* Исходный текст
* * *

Такая реакция посланника еще Царского времени была, вероятно, обусловлена принадлежностью князя Н. А. Кудашева к масонской ложе86. Что же касается места упокоения Алапаевских мучеников (вне городских стен), то в те времена еще действовал запрет китайских властей вносить мертвые тела в Пекин87.

Наконец, 3/16 апреля 1920 года, в Светлую пятницу в два часа утра гробы с телами Алапаевских мучеников прибыли в Пекин. Ровно в восемь часов утра в этот день вагон с 8 гробами Алапаевских мучеников был подан к Аньдинмэньским воротам. Там их уже ожидал архиепископ Иннокентий (Фигуровский) с крестным ходом, вышедшим рано утром с территории Русской Духовной Миссии прямо из храма Всех Святых Мучеников. Из дипломатов, заранее предупрежденных, не пришел никто. Вот как всё это впоследствии описывал митрополит Иннокентий: «16 апреля, в Пасхальную пятницу, в 2 часа утра вагон с гробами прибыл на главный вокзал г. Пекина; а в 8 часов был передан на площадку у Аньдинмыньских ворот. Здесь прибытия вагона с останками Великих Князей ждал крестный ход из Духовной Миссии во главе со мной. Никто из представителей Российского посольства на встречу не явился. Бросалось [в глаза] также отсутствие русских резидентов, проживавших в Пекине. Даже некоторые духовные лица, проживавшие в стенах Миссии, пытались уклониться от встречи, но под угрозой выселения из Миссии вынуждены были принять участие. Зато много было китайцев.

День выдался тихий и солнечный. Медленно подошел поезд к площадке и остановился. Мы вошли в вагон и были поражены. Вагон с останками Царственных мучеников оказался простым товарным вагоном, грязным, не убранным даже внутри. Гробы были простые деревянные и грязные. Не видно было никакого проявления уважения к останкам мучеников. В вагоне не было ни аналоя, ни иконы. Все это производило удручающее впечатление. Всем стало стыдно за тех, кто допустил такую небрежность.

Удрученные всем виденным, мы постарались поскорее вынести гробы из вагона и в сопровождении крестного хода перенести их в Церковь Преп. Серафима Саровского на мисийском кладбище.

Но когда гробы с останками Царственных мучеников были внесены в церковь и когда раздалось пение тропаря “Да воскреснет Бог”, настроение наше резко изменилось и на душе стало радостно. Верилось, что Господь не допустит окончательной гибели России, и Россия вновь восстанет в прежних величии и мощи, славя Воскресшего из Мертвых»88.

* * *

* Листинг данных
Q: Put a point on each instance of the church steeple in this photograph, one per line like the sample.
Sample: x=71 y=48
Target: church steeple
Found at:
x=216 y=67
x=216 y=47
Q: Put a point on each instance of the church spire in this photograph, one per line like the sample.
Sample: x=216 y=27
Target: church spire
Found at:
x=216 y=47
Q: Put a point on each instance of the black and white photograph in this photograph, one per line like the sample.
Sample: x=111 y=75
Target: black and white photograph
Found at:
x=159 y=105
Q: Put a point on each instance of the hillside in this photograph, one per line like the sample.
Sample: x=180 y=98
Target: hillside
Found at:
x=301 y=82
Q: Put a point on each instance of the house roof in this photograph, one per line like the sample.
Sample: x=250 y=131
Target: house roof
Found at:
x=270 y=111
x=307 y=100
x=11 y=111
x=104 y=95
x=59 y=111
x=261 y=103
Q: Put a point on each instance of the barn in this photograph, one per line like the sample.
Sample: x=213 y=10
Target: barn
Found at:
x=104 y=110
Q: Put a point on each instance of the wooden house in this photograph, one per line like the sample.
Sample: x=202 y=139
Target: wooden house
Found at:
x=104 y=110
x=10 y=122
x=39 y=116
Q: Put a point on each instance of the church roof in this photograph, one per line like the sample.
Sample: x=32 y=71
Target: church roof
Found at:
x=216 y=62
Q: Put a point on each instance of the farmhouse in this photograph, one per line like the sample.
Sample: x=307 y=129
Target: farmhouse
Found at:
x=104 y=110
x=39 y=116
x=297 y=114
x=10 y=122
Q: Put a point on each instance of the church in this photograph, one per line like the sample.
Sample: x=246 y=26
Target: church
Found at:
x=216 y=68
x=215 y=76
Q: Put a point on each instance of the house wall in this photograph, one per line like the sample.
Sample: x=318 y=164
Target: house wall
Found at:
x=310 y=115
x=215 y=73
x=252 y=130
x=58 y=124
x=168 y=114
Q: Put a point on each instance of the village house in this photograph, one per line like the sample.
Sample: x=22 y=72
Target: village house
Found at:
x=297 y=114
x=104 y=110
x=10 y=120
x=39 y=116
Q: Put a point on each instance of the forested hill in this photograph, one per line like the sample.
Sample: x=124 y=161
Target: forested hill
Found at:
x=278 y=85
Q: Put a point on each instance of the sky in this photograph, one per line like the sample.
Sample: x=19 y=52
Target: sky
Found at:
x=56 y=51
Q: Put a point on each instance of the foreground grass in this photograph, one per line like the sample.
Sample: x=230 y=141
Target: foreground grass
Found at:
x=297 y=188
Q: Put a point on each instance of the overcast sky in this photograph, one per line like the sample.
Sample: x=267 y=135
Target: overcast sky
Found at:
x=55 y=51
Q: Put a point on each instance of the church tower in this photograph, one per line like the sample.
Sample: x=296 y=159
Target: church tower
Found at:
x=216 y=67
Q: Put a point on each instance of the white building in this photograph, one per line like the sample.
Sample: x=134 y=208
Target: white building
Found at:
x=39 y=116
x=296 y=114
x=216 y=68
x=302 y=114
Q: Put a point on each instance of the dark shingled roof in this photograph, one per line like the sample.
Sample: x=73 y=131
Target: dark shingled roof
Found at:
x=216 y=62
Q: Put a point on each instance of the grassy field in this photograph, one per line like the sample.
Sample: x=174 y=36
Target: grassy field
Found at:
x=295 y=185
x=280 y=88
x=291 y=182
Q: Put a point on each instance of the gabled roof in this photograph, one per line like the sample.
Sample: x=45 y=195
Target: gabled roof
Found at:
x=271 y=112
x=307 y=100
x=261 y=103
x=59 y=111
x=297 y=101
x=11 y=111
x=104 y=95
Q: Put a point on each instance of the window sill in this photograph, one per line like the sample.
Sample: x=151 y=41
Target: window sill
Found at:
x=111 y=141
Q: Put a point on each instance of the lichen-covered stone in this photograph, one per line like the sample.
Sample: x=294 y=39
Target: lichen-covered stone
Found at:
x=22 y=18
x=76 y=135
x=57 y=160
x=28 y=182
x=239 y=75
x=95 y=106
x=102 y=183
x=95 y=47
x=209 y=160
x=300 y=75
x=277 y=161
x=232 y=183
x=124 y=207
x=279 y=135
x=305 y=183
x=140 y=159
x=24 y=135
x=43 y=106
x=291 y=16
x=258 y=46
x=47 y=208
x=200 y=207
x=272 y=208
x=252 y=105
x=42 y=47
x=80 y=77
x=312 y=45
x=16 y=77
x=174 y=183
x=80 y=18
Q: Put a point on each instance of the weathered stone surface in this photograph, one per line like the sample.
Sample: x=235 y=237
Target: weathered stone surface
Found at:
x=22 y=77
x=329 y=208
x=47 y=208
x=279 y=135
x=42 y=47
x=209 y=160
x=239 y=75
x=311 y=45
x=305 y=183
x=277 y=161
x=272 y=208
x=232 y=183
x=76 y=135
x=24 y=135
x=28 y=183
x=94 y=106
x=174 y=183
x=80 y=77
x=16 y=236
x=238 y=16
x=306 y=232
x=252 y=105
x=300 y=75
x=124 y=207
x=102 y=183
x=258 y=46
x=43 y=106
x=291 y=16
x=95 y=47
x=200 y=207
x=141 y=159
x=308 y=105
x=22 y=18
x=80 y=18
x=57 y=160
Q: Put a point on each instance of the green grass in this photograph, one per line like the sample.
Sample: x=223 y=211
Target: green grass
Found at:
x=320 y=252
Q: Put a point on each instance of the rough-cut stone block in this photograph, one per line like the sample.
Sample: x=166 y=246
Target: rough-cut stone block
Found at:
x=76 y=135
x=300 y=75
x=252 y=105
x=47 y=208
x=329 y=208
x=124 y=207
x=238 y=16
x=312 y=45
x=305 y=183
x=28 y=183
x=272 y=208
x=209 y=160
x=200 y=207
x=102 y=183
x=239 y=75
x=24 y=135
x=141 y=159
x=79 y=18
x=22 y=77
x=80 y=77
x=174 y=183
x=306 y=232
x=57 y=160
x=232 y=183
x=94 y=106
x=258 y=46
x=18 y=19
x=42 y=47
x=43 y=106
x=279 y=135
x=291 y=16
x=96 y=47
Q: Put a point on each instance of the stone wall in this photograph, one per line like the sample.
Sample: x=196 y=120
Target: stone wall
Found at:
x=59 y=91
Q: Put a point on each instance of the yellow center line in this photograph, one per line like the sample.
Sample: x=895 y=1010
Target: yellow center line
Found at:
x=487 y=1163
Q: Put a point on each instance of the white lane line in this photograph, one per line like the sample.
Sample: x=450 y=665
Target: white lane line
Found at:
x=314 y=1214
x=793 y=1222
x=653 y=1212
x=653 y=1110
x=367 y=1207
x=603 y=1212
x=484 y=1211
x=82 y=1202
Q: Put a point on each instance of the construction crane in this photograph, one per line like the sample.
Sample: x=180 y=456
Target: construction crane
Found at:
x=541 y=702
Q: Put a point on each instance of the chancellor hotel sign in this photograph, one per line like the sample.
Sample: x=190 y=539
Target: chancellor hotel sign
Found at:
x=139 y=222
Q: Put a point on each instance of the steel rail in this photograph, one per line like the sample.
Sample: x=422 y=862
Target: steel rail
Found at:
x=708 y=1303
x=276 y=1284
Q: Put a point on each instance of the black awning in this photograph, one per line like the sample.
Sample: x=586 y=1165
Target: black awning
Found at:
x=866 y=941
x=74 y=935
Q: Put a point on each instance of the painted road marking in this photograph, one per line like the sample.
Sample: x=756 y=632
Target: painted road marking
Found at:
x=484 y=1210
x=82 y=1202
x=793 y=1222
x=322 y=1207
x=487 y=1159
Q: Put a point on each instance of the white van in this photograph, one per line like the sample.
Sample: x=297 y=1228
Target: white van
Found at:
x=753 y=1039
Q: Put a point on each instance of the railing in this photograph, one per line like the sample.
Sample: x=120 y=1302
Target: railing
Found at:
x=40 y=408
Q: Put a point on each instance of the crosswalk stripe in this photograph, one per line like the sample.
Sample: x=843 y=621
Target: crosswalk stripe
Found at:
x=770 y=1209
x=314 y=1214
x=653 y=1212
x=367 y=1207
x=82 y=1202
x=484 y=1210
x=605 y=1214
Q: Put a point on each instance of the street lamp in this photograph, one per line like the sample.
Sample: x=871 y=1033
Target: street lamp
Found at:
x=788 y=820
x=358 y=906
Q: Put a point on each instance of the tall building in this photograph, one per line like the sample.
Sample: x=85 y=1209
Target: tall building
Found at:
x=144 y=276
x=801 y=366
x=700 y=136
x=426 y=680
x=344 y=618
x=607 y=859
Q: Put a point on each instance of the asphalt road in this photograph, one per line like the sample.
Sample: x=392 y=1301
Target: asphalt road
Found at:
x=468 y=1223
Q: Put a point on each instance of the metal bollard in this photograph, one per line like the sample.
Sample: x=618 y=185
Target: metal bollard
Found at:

* * *

* Задания к выполнению
1) Какими словами в тексте описан вагон, в котором останки Алапаевских мучеников прибыли в Пекин? Перечислите их все.
2) Выпишите без изменений строки листинга, начиная со строки, где есть «Q: Put a point on each instance of the white van», и до конца листинга включительно.

* Ответы
1)
- простой
- товарный
- грязный
- не убранный даже внутри

2)
Q: Put a point on each instance of the white van in this photograph, one per line like the sample.
Sample: x=297 y=1228
Target: white van
Found at:
x=753 y=1039
Q: Put a point on each instance of the railing in this photograph, one per line like the sample.
Sample: x=120 y=1302
Target: railing
Found at:
x=40 y=408
Q: Put a point on each instance of the crosswalk stripe in this photograph, one per line like the sample.
Sample: x=843 y=621
Target: crosswalk stripe
Found at:
x=770 y=1209
x=314 y=1214
x=653 y=1212
x=367 y=1207
x=82 y=1202
x=484 y=1210
x=605 y=1214
Q: Put a point on each instance of the street lamp in this photograph, one per line like the sample.
Sample: x=871 y=1033
Target: street lamp
Found at:
x=788 y=820
x=358 y=906
Q: Put a point on each instance of the tall building in this photograph, one per line like the sample.
Sample: x=85 y=1209
Target: tall building
Found at:
x=144 y=276
x=801 y=366
x=700 y=136
x=426 y=680
x=344 y=618
x=607 y=859
Q: Put a point on each instance of the asphalt road in this photograph, one per line like the sample.
Sample: x=392 y=1301
Target: asphalt road
Found at:
x=468 y=1223
Q: Put a point on each instance of the metal bollard in this photograph, one per line like the sample.
Sample: x=618 y=185
Target: metal bollard
Found at:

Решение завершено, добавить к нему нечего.